━━ INPUT MATERIAL
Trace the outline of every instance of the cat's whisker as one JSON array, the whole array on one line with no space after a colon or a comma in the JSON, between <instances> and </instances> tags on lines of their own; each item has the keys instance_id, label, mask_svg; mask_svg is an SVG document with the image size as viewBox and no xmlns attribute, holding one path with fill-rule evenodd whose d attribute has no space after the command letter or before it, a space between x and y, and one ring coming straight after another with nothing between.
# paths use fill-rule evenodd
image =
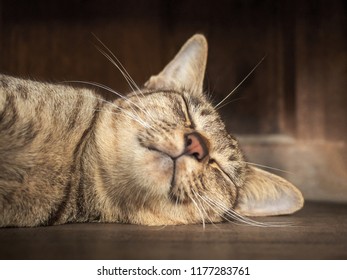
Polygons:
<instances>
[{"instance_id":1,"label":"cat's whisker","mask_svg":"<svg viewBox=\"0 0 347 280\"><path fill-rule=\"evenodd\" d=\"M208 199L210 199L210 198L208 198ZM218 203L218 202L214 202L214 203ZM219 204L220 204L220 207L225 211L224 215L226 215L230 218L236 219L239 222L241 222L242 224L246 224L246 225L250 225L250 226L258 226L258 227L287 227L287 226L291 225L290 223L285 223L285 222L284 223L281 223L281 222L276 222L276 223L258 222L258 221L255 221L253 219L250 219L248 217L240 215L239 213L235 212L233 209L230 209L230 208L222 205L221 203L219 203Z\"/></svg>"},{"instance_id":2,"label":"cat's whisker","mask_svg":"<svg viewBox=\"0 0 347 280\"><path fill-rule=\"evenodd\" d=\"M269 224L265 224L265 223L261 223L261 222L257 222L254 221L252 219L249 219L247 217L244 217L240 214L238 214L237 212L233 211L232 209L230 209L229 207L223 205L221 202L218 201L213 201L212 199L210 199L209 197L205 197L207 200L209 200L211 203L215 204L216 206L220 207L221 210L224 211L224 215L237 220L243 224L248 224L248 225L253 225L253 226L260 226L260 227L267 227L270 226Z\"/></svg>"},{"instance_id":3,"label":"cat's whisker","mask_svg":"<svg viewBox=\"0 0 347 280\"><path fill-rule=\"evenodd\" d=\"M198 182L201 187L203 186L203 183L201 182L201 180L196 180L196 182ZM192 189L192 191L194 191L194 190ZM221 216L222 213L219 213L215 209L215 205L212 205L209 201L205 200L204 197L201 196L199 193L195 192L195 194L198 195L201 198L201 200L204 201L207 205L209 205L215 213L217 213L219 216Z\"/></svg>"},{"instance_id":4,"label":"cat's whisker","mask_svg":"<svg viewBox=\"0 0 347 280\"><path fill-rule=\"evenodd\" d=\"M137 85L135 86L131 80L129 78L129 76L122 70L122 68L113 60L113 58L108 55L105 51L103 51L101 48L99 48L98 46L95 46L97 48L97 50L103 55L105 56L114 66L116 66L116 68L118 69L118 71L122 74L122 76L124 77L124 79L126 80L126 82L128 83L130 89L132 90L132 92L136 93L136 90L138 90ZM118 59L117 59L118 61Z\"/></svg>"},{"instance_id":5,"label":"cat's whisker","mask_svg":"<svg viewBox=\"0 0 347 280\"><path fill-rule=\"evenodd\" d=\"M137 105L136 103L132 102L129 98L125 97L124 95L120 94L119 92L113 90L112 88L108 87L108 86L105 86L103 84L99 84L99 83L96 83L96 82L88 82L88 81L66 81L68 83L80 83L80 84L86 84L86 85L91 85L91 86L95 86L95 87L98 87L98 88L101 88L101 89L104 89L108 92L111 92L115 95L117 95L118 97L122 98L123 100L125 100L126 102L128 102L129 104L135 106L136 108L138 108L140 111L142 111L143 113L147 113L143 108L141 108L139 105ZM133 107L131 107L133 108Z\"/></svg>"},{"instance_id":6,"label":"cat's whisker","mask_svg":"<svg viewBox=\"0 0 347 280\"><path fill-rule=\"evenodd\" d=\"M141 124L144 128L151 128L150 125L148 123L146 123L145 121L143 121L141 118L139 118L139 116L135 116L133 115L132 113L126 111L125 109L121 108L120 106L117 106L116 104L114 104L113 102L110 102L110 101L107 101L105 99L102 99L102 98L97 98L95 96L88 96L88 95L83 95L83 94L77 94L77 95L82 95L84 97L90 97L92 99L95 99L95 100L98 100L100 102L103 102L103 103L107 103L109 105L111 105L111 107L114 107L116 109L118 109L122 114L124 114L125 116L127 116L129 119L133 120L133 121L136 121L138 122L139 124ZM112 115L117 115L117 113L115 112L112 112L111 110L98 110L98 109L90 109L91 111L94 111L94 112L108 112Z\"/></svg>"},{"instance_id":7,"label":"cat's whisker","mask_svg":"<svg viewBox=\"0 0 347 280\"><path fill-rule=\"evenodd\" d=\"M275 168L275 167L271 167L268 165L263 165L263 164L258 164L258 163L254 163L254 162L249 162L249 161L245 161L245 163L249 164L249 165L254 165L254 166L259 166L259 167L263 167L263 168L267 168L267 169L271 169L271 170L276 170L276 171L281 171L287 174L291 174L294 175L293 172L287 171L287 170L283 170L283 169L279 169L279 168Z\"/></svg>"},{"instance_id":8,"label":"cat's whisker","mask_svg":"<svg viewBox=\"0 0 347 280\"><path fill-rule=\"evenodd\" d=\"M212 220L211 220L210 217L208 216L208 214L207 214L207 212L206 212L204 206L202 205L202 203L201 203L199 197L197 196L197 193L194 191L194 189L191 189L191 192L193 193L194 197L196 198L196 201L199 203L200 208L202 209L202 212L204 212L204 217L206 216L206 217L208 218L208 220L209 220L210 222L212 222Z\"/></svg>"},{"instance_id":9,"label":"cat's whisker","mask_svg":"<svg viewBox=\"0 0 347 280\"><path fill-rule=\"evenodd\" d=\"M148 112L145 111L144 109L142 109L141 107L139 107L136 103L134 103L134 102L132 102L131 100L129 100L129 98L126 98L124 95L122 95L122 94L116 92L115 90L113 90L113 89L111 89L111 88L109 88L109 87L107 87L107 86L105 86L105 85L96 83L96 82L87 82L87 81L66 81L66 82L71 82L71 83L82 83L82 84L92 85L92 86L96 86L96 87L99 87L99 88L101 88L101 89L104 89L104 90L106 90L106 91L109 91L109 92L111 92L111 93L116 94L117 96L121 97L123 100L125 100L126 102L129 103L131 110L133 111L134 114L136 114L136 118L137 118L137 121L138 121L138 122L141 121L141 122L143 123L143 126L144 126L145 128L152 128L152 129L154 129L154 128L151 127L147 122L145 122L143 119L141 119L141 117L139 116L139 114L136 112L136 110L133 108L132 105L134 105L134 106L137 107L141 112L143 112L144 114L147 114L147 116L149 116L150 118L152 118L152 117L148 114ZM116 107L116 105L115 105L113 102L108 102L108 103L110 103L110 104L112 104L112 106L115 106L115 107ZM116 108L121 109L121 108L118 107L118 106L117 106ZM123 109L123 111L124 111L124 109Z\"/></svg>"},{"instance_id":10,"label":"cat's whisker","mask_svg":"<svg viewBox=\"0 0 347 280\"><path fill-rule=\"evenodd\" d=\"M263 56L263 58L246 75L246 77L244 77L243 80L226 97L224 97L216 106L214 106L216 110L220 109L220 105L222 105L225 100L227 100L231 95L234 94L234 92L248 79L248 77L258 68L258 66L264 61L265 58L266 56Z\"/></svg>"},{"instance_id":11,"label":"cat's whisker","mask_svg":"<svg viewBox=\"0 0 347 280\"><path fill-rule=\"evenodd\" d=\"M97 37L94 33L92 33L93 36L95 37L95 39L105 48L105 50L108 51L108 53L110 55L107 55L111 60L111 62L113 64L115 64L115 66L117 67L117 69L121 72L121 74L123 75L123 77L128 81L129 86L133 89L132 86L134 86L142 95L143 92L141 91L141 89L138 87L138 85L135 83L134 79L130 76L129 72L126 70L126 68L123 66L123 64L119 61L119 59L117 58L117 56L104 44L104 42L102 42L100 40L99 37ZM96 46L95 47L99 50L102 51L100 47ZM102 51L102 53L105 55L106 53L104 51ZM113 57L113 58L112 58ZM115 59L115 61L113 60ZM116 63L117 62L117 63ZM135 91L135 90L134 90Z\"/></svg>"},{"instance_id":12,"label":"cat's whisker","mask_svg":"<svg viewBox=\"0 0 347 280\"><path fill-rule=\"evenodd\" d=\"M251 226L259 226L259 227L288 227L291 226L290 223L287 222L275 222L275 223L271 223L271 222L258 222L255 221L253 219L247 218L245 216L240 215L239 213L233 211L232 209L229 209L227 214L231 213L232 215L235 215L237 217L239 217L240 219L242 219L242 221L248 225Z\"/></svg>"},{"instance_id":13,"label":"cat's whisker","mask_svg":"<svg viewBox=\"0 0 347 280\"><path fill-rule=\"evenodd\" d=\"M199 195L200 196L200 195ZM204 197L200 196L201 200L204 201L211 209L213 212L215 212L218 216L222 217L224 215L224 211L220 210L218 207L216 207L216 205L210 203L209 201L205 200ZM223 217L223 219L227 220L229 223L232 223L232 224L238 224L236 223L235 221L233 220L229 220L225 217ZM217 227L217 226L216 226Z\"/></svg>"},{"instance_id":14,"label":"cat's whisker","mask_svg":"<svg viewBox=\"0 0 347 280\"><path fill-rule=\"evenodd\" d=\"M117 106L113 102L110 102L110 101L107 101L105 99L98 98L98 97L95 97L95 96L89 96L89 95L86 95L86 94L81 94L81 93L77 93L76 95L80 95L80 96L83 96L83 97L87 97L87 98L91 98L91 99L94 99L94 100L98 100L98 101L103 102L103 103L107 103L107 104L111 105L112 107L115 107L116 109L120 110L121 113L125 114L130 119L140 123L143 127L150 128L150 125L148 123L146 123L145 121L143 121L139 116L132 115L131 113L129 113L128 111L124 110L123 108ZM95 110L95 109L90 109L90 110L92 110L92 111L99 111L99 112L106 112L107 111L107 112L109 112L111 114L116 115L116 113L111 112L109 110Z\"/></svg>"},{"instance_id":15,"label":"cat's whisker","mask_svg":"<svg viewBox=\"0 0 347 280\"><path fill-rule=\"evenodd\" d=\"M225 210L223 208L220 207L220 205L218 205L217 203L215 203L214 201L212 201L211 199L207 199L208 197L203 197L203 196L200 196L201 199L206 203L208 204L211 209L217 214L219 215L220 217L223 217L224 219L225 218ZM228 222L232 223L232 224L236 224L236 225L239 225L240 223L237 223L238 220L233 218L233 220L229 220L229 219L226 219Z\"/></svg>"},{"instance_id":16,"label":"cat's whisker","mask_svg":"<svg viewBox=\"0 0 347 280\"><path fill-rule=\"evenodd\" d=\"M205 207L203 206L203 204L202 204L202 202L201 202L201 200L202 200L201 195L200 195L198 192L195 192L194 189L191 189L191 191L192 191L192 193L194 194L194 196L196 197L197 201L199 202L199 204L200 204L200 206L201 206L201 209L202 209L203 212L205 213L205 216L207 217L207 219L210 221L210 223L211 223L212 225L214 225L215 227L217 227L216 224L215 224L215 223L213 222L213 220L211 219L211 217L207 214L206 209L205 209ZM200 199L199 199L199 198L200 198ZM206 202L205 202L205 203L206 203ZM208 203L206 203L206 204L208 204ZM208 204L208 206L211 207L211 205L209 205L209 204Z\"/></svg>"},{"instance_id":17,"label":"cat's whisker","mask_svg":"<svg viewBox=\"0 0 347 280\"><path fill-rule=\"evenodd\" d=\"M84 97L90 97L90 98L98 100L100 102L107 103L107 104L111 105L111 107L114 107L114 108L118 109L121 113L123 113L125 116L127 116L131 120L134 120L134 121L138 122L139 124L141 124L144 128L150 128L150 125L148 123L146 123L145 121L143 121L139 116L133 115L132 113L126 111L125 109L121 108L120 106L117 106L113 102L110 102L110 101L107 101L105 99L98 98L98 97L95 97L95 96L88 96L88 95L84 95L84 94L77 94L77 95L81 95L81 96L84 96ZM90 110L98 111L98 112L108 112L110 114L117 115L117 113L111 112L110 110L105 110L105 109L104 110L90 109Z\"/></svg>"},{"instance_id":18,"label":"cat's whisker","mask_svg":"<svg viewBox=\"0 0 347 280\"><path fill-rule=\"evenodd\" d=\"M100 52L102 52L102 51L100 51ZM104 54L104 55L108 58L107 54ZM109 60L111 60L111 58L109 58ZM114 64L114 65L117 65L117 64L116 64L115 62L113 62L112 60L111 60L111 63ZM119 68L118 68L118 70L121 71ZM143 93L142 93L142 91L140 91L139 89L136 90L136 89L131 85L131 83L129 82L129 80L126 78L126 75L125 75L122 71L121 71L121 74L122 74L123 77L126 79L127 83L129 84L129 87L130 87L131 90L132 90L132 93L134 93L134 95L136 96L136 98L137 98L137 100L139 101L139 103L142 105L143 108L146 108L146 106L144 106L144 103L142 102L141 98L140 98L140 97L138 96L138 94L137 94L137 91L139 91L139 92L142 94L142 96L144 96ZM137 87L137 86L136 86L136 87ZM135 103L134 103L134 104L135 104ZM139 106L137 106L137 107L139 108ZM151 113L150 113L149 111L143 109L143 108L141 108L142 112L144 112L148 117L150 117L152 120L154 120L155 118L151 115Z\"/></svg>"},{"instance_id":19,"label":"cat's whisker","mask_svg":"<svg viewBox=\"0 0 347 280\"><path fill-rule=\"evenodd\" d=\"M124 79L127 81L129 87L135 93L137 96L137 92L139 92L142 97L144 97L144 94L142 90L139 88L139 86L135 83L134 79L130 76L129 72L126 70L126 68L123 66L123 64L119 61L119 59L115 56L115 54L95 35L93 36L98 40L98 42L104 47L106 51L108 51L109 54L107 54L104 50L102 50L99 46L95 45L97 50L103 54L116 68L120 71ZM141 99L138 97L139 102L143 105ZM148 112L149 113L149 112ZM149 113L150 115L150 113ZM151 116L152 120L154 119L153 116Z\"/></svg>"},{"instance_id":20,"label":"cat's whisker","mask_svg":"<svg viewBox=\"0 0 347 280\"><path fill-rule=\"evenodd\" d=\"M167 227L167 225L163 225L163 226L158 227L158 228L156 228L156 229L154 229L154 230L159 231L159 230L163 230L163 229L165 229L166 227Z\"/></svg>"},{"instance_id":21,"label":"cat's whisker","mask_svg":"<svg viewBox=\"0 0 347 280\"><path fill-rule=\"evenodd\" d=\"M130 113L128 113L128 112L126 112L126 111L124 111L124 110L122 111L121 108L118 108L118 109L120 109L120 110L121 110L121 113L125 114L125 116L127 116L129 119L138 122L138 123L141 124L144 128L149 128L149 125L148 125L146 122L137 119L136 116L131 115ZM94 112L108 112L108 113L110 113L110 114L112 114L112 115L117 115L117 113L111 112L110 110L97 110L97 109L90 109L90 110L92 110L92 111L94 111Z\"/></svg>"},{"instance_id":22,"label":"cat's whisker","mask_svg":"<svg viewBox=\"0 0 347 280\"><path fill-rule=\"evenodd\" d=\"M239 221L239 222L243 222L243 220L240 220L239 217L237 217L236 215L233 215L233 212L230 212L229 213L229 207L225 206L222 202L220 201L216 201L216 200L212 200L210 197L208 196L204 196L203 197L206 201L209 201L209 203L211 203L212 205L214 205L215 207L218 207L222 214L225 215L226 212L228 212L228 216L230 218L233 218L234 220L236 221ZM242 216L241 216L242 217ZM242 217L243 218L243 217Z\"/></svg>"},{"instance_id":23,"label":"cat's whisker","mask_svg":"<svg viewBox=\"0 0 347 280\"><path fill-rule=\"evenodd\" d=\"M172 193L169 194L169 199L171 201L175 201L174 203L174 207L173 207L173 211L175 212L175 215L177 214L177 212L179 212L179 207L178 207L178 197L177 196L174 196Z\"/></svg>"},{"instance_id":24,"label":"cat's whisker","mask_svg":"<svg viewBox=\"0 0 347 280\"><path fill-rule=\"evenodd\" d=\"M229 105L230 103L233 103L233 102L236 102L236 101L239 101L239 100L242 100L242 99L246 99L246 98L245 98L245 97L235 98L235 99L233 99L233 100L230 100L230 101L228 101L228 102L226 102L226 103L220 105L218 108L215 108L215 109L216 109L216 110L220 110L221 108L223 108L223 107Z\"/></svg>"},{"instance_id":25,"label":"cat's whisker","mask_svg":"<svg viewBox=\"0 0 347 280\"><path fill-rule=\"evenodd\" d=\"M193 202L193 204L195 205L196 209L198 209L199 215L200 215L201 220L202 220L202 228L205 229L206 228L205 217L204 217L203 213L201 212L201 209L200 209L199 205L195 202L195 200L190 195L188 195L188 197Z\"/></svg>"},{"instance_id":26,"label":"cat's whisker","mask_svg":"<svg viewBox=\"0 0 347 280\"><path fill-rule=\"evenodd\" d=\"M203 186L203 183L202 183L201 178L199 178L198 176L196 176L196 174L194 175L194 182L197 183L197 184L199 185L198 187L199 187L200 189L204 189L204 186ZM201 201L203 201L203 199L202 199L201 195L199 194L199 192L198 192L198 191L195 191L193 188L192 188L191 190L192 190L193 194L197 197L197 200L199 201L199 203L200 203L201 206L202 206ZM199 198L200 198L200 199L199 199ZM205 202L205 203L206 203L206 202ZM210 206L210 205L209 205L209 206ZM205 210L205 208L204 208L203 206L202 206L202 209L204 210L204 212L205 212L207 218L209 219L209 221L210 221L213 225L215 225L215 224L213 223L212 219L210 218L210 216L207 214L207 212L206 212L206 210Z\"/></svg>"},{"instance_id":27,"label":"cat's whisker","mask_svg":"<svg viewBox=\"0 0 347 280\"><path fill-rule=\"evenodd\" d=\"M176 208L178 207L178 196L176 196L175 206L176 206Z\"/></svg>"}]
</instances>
━━━━
YOUR OBJECTIVE: Each line above that carries the string "image" has to be returned.

EXERCISE OUTPUT:
Trace the outline of every instance of the cat's whisker as one JSON array, the whole array on one line with no space after a colon or a comma in the JSON, between <instances> and </instances> tags on lines of their own; each item has the keys instance_id, label, mask_svg; mask_svg is an SVG document with the image size as viewBox and no xmlns attribute, holding one path with fill-rule evenodd whose d attribute has no space after the command letter or before it, a space between x and y, and one ring coming straight after another with nothing between.
image =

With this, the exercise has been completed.